─── SUPPLIED TEXT ───

Color Spotlight: Lavender

Daniel Smith – Lavender (PV15, PB29, PW6)

Like most commercial Lavender mixes, Daniel Smith’s Lavender is a mix of Titanium White (PW6), Ultramarine Violet (PV15), and Ultramarine Blue (PB29). This is a convenience mix; you can mix it yourself if you have the components, although my personal mix didn’t granulate as much as DS’s premixed one.

Lavender can be used as a sky color on its own or as a component in a bright/light sky blue (for example, with Phthalo Blue or Phthalo Turquoise). I can also imagine it being a convenient mix for hazy, distant mountains, flowers, snow, and shadows.

Experiment Results

  • Light, pastel violet-blue hue
  • Granulating
  • Opaque

Color Mix observations:

  • Nice lilacs with Quin Red and Quin Rose
  • Granulating cerulean hues when mixed with blues such as Phthalo Blue
  • Not too shabby Cobalt Turquoise hue with Phthalo Green (PG7)
  • Kind of a Potter’s Pink hue with Deep Scarlet

Comparison to Other Brands

Rembrandt

Rembrandt has a nice lavender; it’s relatively high-tinting (for a lavender, they are all kind of mid) and has nice granulation. Unlike the clumpy granulation of the DS version, this granulation looks a lot like I’d expect from Ultramarine Blue or Ultramarine Violet. The granulation seems to settle in a round pattern, independent of the paper and brushstrokes used. The mix is not too chalky; it’s even semi-transparent, which suggests to me that it is pretty low on white.

If you want to save money, the same company that makes Rembrandt, Royal Talens, seems to have a very similar Lavender in their student grade Van Gogh line.

Da Vinci – Lavender

The only colors on the label are PV15 (Ultramarine Violet) and PW6 (Titanium White), no Ultramarine Blue listed! However, it appears, if anything, more cornflower blue compared to the violet tone of the Rembrandt. There is a more pastel/chalky/white-ish look to this one, with smaller granulation (which I don’t mind).

Color Mixes

Indanthrone Blue

Da Vinci Lavender + DS Indanthrone Blue (PB60) on SMLT Cold Press

I like these deep blue-violets, though I find them slightly too vibrant for distant mountains. Adding a bit of gray or Perylene Green to this mix is perfect.

Perylene Green

DV Lavender + WN Perylene Green (PBk31) on SMLT Cold Press

Makes a light green-gray similar to Davy’s Gray. Some violet/green combos make blue, but this one does not really, so I would add blue (e.g. Indanthrone) to make a good distant-mountain color.

Payne’s Gray

DV Lavender + HO Payne’s Gray on SMLT Cold Press

The Payne’s Gray darkens and dulls that lavender, making it a not-bad mix for distant mountains (though personally I’d prefer a bit more blue in it – add some blue or use Indigo instead.) Could be good for a stormcloud mix.

─── DATA TO EXAMINE ───

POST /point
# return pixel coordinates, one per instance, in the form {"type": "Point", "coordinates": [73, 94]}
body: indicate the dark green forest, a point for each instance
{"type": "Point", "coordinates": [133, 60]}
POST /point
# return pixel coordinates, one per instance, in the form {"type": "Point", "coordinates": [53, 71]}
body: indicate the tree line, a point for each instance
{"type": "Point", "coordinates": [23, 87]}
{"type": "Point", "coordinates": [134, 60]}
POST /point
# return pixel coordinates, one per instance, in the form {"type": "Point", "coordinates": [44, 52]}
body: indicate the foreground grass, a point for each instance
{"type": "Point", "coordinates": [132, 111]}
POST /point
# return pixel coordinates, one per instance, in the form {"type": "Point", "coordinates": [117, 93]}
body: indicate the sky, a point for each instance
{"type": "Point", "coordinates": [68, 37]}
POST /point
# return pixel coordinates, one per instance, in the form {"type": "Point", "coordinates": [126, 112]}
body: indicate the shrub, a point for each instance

───

*TASKS TO CARRY OUT*
1. In the lavender color spotlight, which pigments appear on the label of the Da Vinci Lavender?
2. Using the lavender color spotlight, state whether each statement agrees with it. Answer yes or no, and quote the words that settle each one.
(a) Royal Talens is the company that makes Rembrandt.
(b) The Rembrandt lavender mix is described as very chalky.
(c) Lavender mixed with Perylene Green gives a light green-gray similar to Davy's Gray.
3. Reproduce the part of the lavender color spotlight that starts at the words "Da Vinci – Lavender" and ends after the words "I don’t mind).".

*RESULTS FOR THE EXERCISE*
1. PV15 (Ultramarine Violet) and PW6 (Titanium White).

2.
(a) Yes: "the same company that makes Rembrandt, Royal Talens"
(b) No: "The mix is not too chalky; it’s even semi-transparent"
(c) Yes: "Makes a light green-gray similar to Davy’s Gray."

3.
Da Vinci – Lavender

The only colors on the label are PV15 (Ultramarine Violet) and PW6 (Titanium White), no Ultramarine Blue listed! However, it appears, if anything, more cornflower blue compared to the violet tone of the Rembrandt. There is a more pastel/chalky/white-ish look to this one, with smaller granulation (which I don’t mind).